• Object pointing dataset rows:
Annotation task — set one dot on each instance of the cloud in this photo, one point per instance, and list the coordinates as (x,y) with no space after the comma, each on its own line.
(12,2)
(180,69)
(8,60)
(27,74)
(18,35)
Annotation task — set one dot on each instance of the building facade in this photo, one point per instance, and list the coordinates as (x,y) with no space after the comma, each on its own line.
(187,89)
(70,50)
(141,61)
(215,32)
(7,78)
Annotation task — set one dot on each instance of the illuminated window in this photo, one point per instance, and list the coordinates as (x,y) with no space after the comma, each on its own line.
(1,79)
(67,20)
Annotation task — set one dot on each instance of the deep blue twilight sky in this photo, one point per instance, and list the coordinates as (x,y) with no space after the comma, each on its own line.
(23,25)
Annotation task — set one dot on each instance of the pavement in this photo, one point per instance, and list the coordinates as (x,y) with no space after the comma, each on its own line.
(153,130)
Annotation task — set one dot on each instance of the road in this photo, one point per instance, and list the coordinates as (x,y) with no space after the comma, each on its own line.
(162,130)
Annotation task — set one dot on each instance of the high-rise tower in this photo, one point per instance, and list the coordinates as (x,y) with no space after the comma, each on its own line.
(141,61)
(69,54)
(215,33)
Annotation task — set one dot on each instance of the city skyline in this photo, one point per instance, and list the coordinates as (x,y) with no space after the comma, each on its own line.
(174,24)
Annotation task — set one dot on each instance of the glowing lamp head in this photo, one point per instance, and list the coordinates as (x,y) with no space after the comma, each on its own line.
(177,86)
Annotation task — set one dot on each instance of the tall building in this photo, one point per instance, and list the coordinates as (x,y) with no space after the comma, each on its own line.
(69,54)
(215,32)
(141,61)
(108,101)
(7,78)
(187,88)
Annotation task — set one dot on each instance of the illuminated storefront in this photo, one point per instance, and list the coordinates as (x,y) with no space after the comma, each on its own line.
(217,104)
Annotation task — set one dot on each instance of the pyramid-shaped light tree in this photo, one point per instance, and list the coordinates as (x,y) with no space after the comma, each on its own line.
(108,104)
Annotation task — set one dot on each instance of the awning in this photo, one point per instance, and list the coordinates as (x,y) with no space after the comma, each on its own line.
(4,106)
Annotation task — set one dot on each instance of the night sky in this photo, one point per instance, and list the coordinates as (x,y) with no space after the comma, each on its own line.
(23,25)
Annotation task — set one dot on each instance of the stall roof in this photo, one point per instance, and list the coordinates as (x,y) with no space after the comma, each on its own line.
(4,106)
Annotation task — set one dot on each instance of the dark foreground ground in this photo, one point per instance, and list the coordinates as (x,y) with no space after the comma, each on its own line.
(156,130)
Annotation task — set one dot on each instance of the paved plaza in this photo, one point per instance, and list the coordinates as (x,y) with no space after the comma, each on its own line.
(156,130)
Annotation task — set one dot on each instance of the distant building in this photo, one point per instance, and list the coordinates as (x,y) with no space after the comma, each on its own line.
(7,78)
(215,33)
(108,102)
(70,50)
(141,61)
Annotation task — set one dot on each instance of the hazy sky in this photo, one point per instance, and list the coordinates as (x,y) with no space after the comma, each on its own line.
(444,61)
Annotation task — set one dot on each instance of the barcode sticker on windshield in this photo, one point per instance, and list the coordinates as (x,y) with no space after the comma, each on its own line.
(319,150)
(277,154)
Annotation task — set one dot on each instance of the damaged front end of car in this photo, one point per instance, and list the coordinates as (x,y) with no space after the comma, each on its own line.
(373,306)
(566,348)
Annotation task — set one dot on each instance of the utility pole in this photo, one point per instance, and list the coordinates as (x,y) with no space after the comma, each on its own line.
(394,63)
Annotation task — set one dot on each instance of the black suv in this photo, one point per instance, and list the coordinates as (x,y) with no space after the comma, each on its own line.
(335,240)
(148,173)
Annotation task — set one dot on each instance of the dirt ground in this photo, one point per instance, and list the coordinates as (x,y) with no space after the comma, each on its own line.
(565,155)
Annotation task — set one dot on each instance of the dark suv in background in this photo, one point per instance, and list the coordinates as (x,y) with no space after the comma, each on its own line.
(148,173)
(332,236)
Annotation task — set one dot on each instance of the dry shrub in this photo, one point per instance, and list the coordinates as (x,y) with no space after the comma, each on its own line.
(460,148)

• STATED GOAL:
The listing above must be transcribed exactly, line by line.

• COMPLETE RESPONSE:
Annotation task — set one dot on each instance of the cloud in this photo, one point per instance, and list the coordinates as (x,y) with no space after the comma, each on its own line.
(12,2)
(180,69)
(8,60)
(27,74)
(18,35)
Annotation task — set one dot on each instance of the building facade in this photo, one point per instance, and list the coordinates as (x,y) with no space after the comma, each on its own line.
(187,89)
(70,50)
(141,61)
(215,32)
(7,78)
Annotation task — set one dot on each instance of the illuminated window in this photo, one point per instance, and list the coordinates as (x,y) with no space after the comma, each on its own line.
(1,79)
(67,20)
Annotation task — set one dot on each instance of the deep blue twilight sky in this photo, one point per instance, and list the coordinates as (x,y) with no space after the comma, each on its own line.
(23,25)
Annotation task — set one dot on each instance of the pavement in this photo, one point per instance, and list the coordinates as (x,y) with no space after the comma, each on its own line.
(153,130)
Annotation task — set one dot on each instance of the road in this photo, one point per instance, and list the coordinates as (x,y) with no space after the comma, each on its own line.
(162,130)
Annotation task — set one dot on each instance of the high-rise tower in this photo, one point per instance, and list the coordinates as (x,y) with no space after the comma, each on its own line.
(141,61)
(69,54)
(215,33)
Annotation task — set one dot on each instance of the city skyline in this photo, one point per instance, and list the coordinates as (x,y) with no space after the comma, each on its own line.
(174,24)
Annotation task — set one dot on each instance of the glowing lamp head in this photo, one point per instance, and list the coordinates as (x,y) with no space after the comma, each on its own line.
(177,86)
Annotation task — set one dot on each instance of the tall building in this photo, one point per instance, and list the coordinates as (x,y) with no space after the comma, each on its own line.
(69,54)
(215,32)
(141,61)
(108,101)
(7,78)
(187,88)
Annotation task — set one dot on each instance of the illuminated storefront in this photo, one point per instance, and list the coordinates as (x,y) with no space after the comma, each on its own line.
(217,104)
Annotation task — set one dot on each instance of the pyramid-shaped light tree in this photo, one point per instance, and list the coordinates as (x,y) with no space after the comma, each on its own line.
(108,104)
Annotation task — set one dot on each instance of the awning in this photo, one point per instance, and list the coordinates as (x,y) with no space after the comma, each on its own line.
(4,106)
Annotation task — set one dot on each instance of the night sky in this photo, one point per instance, and list the coordinates as (x,y) with no space after the comma, each on its own line.
(23,25)
Annotation task — set one dot on each instance of the stall roof in this photo, one point per instance, and list the coordinates as (x,y) with no space after the comma, each on its own line.
(4,106)
Annotation task — set one dot on each instance of the dark foreground ground in this photo, one point per instance, and list the coordinates as (x,y) with no space after the comma, each on its own line.
(156,130)
Annotation task — set one dot on each instance of the paved plaza in this photo, one point per instance, and list the coordinates as (x,y) with no space after the comma, each on its own line.
(156,130)
Annotation task — set one dot on each instance of the distant building in this photo, one point per instance, and list the coordinates as (x,y) with no space after the comma, each on its own line.
(7,78)
(215,33)
(108,102)
(70,50)
(141,61)
Annotation task — set one dot on each instance of the hazy sky in this photo, one point per instance, and list the coordinates as (x,y) with no space after the comma, each on its own line.
(444,61)
Annotation task — set one dot on each instance of the barcode sticker on windshield in this photo, one point per instance, and list the coordinates as (x,y) with no space after the comma, each on its own line.
(319,150)
(277,154)
Annotation task — set one dot on each instance of the damaged front end of car in this photo, one point per instance, and list the coordinates as (x,y) with no space after the comma, each on its own line.
(373,306)
(566,348)
Annotation task — set one dot on each instance of the utility pole in this photo, one point per instance, and list the coordinates as (x,y) with no space after the comma, each on its own line.
(394,63)
Annotation task — set one dot on each instance of the black suv in this photo, one point per instance, and list the coordinates as (x,y) with no space after the comma, each on its own line.
(335,240)
(148,173)
Annotation task — set one dot on each instance of the dirt ground in this photo, one point per instance, and list the coordinates as (x,y) with no space after the comma, each on its own line.
(565,155)
Annotation task — set one dot on each instance of the dark suv in background in this photo, one point per instance, and list the coordinates as (x,y) with no space after the comma, each on its own line.
(148,173)
(332,236)
Annotation task — set one dot on each instance of the dry shrub in this photo, one point per instance, and list the coordinates as (x,y) with no space after the comma, each on its own line.
(460,148)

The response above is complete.